[DATA SECTION — start]
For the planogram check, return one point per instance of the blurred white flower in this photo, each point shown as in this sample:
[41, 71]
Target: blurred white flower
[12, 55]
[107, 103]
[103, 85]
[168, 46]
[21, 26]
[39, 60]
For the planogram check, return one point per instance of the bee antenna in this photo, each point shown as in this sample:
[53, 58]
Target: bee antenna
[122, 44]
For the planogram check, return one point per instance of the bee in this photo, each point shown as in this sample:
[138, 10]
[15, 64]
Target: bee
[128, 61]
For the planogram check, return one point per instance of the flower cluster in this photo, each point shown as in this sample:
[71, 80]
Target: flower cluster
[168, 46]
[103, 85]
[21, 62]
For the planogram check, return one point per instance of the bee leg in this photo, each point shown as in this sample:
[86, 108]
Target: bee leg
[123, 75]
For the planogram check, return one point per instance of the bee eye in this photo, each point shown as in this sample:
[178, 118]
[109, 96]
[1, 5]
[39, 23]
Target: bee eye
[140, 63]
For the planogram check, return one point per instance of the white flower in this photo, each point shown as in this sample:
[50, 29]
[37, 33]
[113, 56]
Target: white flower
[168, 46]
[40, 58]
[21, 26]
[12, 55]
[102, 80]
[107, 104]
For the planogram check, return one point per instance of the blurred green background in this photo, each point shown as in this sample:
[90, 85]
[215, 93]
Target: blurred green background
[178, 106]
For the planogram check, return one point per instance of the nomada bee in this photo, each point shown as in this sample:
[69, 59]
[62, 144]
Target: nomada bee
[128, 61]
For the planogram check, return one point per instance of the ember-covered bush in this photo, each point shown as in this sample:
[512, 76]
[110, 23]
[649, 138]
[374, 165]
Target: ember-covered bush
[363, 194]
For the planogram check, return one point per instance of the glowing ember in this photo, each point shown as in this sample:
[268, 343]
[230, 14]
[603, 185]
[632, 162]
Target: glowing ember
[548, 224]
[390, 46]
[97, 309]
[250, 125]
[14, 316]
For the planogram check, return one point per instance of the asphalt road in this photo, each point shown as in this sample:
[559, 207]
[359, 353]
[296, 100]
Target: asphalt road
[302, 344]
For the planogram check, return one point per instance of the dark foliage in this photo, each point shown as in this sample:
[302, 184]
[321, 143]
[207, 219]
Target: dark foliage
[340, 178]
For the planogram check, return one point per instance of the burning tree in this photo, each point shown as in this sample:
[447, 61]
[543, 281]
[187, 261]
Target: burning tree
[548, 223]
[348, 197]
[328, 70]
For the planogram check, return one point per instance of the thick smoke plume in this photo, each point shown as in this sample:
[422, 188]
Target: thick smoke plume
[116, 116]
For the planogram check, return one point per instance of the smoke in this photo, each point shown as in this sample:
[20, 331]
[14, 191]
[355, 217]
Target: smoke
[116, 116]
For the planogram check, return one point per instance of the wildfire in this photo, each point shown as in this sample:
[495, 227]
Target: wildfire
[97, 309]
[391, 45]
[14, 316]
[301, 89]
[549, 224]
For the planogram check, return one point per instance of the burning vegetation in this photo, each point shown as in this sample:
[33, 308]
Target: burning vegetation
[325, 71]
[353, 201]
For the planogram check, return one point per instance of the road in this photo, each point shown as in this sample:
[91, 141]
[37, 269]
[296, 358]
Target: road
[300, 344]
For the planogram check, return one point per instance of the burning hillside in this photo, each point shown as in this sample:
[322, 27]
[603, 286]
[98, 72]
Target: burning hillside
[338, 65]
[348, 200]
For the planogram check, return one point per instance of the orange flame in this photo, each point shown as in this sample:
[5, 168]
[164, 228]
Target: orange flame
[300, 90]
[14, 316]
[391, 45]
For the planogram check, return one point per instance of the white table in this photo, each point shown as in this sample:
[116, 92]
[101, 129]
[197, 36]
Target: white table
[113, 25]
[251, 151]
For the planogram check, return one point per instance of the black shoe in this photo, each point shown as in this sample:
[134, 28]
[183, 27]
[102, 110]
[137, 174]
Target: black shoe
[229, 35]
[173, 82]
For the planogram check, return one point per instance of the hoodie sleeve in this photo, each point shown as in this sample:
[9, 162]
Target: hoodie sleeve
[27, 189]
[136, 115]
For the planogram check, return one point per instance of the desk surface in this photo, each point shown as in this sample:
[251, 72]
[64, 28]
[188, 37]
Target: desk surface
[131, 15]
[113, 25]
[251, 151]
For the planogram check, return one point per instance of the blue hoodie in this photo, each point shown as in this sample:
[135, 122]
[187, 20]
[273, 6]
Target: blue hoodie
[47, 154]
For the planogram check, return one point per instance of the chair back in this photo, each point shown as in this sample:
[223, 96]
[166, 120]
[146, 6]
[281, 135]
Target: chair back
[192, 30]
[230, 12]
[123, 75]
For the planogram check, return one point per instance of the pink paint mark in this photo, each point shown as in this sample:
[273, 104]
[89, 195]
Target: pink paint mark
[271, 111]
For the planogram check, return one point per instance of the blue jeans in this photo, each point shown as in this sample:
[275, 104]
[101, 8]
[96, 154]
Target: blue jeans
[DATA SECTION — finish]
### TASK INSTRUCTIONS
Repeat exactly the lines of the listing from its first line through the line that holds "the bee antenna". Nothing else should appear.

### TASK RESPONSE
For the planogram check, return one point per instance of the blurred white flower in this photo, each point shown as in this sample:
[41, 71]
Target: blurred white flower
[12, 55]
[107, 103]
[103, 85]
[168, 46]
[21, 26]
[39, 60]
For the planogram check, return one point per instance of the bee antenna in this photo, each point shown as in this sample:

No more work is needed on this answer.